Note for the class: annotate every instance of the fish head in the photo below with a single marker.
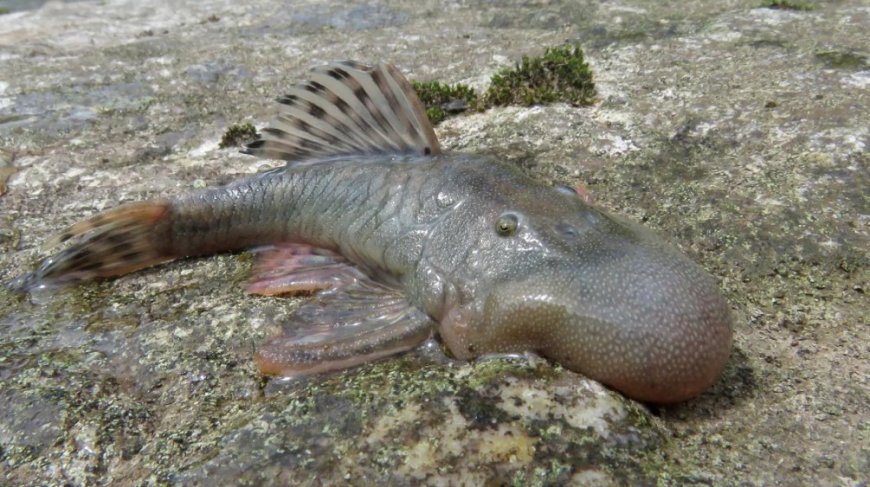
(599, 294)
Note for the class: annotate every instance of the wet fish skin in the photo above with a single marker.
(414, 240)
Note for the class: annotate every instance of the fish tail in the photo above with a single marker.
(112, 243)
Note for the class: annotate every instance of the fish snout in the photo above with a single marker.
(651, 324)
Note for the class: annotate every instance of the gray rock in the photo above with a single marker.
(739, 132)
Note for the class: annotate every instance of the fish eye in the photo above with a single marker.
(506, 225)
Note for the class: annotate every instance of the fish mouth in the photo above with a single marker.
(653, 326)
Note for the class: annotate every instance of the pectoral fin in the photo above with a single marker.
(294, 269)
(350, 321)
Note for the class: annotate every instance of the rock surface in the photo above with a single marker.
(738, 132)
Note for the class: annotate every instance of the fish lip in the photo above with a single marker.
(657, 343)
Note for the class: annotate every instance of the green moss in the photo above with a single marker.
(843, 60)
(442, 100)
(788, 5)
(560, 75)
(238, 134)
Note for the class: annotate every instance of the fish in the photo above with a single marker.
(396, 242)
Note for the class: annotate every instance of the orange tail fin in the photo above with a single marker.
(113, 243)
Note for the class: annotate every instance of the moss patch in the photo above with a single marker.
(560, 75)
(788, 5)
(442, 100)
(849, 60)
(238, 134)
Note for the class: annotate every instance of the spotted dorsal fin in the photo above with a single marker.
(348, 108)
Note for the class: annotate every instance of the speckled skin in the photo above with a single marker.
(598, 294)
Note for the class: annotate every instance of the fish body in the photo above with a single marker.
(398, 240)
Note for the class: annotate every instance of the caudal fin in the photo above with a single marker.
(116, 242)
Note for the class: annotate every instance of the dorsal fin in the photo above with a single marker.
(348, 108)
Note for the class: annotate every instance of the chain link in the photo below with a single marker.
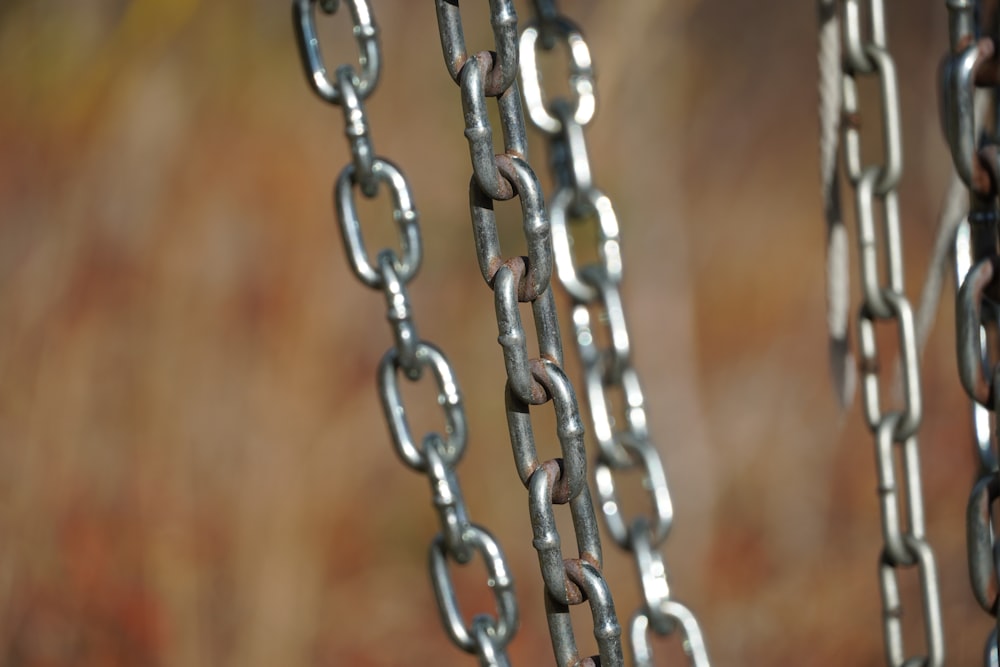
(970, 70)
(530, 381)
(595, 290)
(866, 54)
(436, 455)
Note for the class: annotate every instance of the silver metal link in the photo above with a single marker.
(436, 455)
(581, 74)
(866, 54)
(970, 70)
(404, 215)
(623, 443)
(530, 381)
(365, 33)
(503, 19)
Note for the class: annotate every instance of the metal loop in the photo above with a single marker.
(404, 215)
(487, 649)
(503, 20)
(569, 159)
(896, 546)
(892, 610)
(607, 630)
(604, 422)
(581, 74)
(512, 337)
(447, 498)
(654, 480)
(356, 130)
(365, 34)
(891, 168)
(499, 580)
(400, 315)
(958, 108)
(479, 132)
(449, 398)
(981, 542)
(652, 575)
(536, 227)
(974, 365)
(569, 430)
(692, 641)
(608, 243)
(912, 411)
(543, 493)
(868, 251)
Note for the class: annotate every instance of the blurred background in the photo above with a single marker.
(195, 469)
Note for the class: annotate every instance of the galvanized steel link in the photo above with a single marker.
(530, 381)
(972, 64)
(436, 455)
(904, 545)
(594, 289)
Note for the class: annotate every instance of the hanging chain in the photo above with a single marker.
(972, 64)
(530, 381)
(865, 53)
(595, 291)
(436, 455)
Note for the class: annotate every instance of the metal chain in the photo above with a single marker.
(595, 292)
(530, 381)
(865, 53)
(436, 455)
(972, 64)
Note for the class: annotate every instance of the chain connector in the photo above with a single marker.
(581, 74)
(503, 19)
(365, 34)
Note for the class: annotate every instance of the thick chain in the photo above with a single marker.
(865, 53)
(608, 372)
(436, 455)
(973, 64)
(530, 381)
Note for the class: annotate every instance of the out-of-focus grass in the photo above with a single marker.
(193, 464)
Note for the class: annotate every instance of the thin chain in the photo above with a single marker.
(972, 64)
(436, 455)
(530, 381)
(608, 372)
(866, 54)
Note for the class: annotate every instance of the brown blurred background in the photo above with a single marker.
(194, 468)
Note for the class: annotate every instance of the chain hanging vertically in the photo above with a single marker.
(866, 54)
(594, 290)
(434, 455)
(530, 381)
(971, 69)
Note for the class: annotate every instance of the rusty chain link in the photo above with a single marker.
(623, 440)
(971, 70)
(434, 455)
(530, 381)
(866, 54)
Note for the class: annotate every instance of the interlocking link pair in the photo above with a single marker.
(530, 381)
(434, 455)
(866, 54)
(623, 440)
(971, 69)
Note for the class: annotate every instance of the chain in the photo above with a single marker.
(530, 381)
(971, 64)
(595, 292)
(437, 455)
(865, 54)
################
▶ [INSTRUCTIONS TO FOLLOW] Arrange every record above as a two-column CSV headed "label_text" and "points". Give one row per record with its text and its answer, each in a quoted field with line breaks replaced by spaces, and leave out the pictures.

▶ [IN RESPONSE]
label_text,points
"Note for the class: annotate every instance of the fish head in the photo below with a single marker.","(599, 294)"
"Note for the class: annotate every instance of the wet fish skin in the photo above with a single marker.","(414, 240)"
"Note for the class: annotate every instance of the fish tail in the photo above with a single marker.","(112, 243)"
"Note for the class: annotate every instance of the fish snout in the photo above with a single marker.","(651, 324)"
"Note for the class: annotate every instance of the gray rock in the photo above with a single marker.","(739, 132)"
"Note for the class: annotate every instance of the fish eye in the photo above with a single marker.","(506, 225)"
"Note for the class: annotate every instance of the fish mouth in the photo above with a single marker.","(653, 326)"
"Note for the class: annotate every instance of the pectoral fin in the photo above with a single marker.","(294, 269) (350, 321)"
"Note for the class: annotate every instance of the rock surface in the photo above with a single marker.","(738, 132)"
"Note for the class: annotate every instance of the fish lip in the photo above with a single marker.","(657, 343)"
"Note for the class: annotate every instance of the green moss in the photo above with a single marker.","(843, 60) (442, 100) (788, 5) (560, 75) (238, 134)"
"Note for the class: annotate every instance of the fish in the photo above with a single marker.","(396, 242)"
"Note for the class: annotate every instance of the orange tail fin in the photo above with a single marker.","(113, 243)"
"Note for the class: annotate every instance of the moss patch in the photo above with a single marker.","(560, 75) (788, 5) (442, 100) (849, 60) (238, 134)"
"Note for the class: annotate every instance of the spotted dorsal fin in the photo above with a single marker.","(348, 108)"
"Note for the class: annotate every instance of the speckled skin in the photo above with a single marker.","(598, 294)"
"Note for the class: annotate every instance of the fish body in the photo above with a single marker.","(398, 240)"
"Note for the class: annotate every instance of the caudal fin in the photo above with a single marker.","(116, 242)"
"Note for the class: annotate every instance of the dorsal fin in the photo above with a single marker.","(348, 108)"
"Note for the class: annotate every instance of the chain link in the photo below with a single marker.","(970, 70) (530, 381) (595, 290) (866, 54) (436, 455)"
"Note for the class: annotate every instance of the silver metal link in the photo above with a single marker.","(436, 455) (581, 74) (866, 54) (970, 70) (404, 215) (623, 443) (530, 381) (365, 33) (503, 19)"
"Note for the class: annotate every instance of the metal loop in the photo above with a single marker.","(404, 215) (487, 649) (503, 20) (569, 159) (896, 546) (892, 610) (607, 630) (604, 422) (581, 74) (512, 337) (447, 498) (654, 480) (356, 130) (365, 34) (891, 168) (499, 580) (400, 315) (958, 108) (479, 132) (449, 398) (981, 542) (652, 575) (536, 227) (974, 365) (569, 430) (692, 641) (608, 243) (912, 411) (543, 493) (868, 251)"
"Note for the class: annotate every instance of the blurred background in the photo above with a single marker.","(195, 469)"
"Note for the class: annotate every instance of the galvanized steel link in the photo above with a single marker.","(530, 381) (972, 64) (436, 455) (904, 545) (594, 289)"
"Note for the class: annotate every instance of the hanging chain in the photo above with a single marker.","(972, 64) (530, 381) (865, 53) (595, 291) (436, 455)"
"Note for the class: annotate every instance of the metal chain in the photo above with a single marker.","(595, 292) (530, 381) (865, 53) (436, 455) (972, 64)"
"Note for the class: annotate every instance of the chain connector in the photo above with a single marker.","(581, 74) (503, 19) (365, 34)"
"Note for the class: annotate every instance of the thick chain in the photo above with a single marker.","(865, 53) (608, 372) (436, 455) (973, 64) (530, 381)"
"Note for the class: annotate every instance of the out-of-focus grass in the photo above with a single marker.","(193, 464)"
"Note for the class: annotate every instance of the thin chain in the photo above with a single marker.","(972, 64) (436, 455) (530, 381) (608, 372) (866, 54)"
"Note for the class: annotate every instance of the brown blurred background in the photo above with a single marker.","(194, 468)"
"Note for the class: annotate every instance of the chain hanging vertically in the photo above with a single marker.","(866, 54) (594, 290) (434, 455) (530, 381) (971, 69)"
"Note for the class: annotate every instance of the rusty chain link in the photo above with a single marker.","(623, 440) (971, 70) (434, 455) (530, 381) (866, 54)"
"Note for the class: annotate every instance of the interlocking link pair in the photo above with a single marker.","(530, 381) (434, 455) (866, 54) (623, 440) (971, 69)"
"Note for the class: annotate every instance of the chain in the photo above with a single marker.","(530, 381) (971, 64) (595, 292) (437, 455) (865, 54)"